▸ **Source document**:
--
My first experience with shamanic healing was through my spiritual enabler/therapist, L. A trim, raven-haired, woman with an aquiline nose, she had studied and practiced under the supervision of several founders of the psychedelic-assisted psychotherapy movement based in San Francisco. I was referred to L through an acquaintance that had met her through their own journey in spiritual healing. Although the introduction seemed quite accidental at the time, my life had recently entered a transitive period brought on by my wife’s midlife crisis and ongoing dissatisfaction with her life. L and I had first talked several times before in her home, situated semi-isolated in the quiet orchards of a small farming community. We had previously discussed my life – how it was that I found myself in the position of scapegoat for someone else’s misery, what I felt was missing from my life at this later stage, and what I wanted to change. She said the work that I must do will lead the way and if I surrender to the medicine I would get what I need.

While I felt that I could trust her, I was still rather nervous about what might (or might not) happen. I had only limited experience with the psychedelics – a few light mushroom trips in Alaska and Amsterdam that were never a part of an inward journey, as the therapy demands. As I lay down on a soft mattress with light Japanese flute music playing in the background, I felt a dizzy tingling feeling of warmth come over my head after several minutes. Next, a perception that the ground underneath me might somehow slip away led to a brief moment of anxiousness that was immediately perceptible to L, as she sat sentinel next to me. “Just let go” she said. And I did.

For the next three-four hours I took what can only be described as a journey back in time, back to the garden of my youth on Long Island. There I sat in the bright sunshine of a summer morning that seemed every bit as vivid and real as a moment in waking life, if not more so. Oddly, I felt a bit child-like, like an earlier version of myself, although older and more experienced as I am today. I sat in the lush green grass and examined flowers of every kind that I had long-forgotten – roses zinnias, marigolds, azaleas and more – all in bloom and each with their rush of brilliant color and own sweet scent. All the bushes, rocks and trees remained as they had been long ago, as if time had stood still, and I felt the warmth of the sun and gazed upwards at the azure-blue sky. I thought no thoughts, lived no worries, and forgot my usual dulled adult existence with its oft heavy burden of duties, responsibilities, and travails. I felt at great peace for the first time in many years and was so joyful that I could reach this place, where time had not moved. “You needed a vacation from your life – it’s what your soul desired”, she told me afterwards. And in that brief, yet amazing trip back to my childhood garden, I felt joy, tranquility, and self-love. I didn’t know it then, but this vacation from myself, from my narrative, marked my first steps to ascend the ladder of consciousness – to know who and what I really am.
--
Data excerpts:
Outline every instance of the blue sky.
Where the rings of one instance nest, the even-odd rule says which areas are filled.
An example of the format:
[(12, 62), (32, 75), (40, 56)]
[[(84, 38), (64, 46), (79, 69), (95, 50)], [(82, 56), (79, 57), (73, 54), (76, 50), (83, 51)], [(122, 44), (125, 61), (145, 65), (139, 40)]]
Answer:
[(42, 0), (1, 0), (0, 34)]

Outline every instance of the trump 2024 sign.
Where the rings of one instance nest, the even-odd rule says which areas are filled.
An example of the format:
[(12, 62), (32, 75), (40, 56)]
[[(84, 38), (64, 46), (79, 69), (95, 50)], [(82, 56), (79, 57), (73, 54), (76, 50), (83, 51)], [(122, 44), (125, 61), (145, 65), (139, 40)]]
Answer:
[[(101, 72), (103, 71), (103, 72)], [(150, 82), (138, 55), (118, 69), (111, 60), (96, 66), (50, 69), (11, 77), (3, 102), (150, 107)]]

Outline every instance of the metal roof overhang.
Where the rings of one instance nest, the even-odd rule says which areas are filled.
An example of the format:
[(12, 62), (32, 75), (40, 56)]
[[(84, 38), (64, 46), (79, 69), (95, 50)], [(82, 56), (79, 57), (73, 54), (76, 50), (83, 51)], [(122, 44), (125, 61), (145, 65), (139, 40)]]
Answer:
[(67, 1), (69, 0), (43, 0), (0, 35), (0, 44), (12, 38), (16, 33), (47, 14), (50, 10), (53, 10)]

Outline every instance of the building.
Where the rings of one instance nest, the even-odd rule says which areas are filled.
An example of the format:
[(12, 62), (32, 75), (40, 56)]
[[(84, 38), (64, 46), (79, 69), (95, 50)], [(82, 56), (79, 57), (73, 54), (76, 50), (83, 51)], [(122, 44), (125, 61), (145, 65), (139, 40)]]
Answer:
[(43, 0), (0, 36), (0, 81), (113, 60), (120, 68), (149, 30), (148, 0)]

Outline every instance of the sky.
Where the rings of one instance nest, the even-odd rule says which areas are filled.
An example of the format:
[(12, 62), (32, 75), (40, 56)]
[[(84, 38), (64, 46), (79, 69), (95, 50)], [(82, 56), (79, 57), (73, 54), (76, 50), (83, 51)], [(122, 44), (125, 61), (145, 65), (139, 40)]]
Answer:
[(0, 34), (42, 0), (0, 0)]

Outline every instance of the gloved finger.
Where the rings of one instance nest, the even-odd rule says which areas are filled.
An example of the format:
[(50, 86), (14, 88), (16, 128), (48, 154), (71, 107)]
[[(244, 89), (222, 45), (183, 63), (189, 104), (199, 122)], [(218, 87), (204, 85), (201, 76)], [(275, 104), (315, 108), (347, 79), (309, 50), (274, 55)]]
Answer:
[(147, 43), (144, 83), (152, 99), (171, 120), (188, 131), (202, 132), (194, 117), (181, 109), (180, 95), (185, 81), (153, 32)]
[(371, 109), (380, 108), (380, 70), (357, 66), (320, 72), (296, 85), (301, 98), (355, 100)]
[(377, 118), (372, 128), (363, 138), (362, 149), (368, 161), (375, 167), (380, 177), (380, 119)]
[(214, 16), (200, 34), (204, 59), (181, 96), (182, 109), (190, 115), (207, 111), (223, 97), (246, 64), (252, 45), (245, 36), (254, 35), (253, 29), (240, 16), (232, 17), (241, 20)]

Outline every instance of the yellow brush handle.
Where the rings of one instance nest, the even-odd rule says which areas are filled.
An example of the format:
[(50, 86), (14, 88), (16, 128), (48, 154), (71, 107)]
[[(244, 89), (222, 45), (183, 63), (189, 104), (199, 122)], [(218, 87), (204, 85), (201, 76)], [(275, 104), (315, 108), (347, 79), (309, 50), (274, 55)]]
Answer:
--
▸ **Tasks**:
a - In the shamanic healing account, what music played in the background as the narrator lay down on the mattress?
b - Write out everything in the shamanic healing account from "While I felt" down to "said. And I did.".
Rely only on the shamanic healing account for your answers.

▸ **Answers to the exercises**:
a - Light Japanese flute music.

b -
While I felt that I could trust her, I was still rather nervous about what might (or might not) happen. I had only limited experience with the psychedelics – a few light mushroom trips in Alaska and Amsterdam that were never a part of an inward journey, as the therapy demands. As I lay down on a soft mattress with light Japanese flute music playing in the background, I felt a dizzy tingling feeling of warmth come over my head after several minutes. Next, a perception that the ground underneath me might somehow slip away led to a brief moment of anxiousness that was immediately perceptible to L, as she sat sentinel next to me. “Just let go” she said. And I did.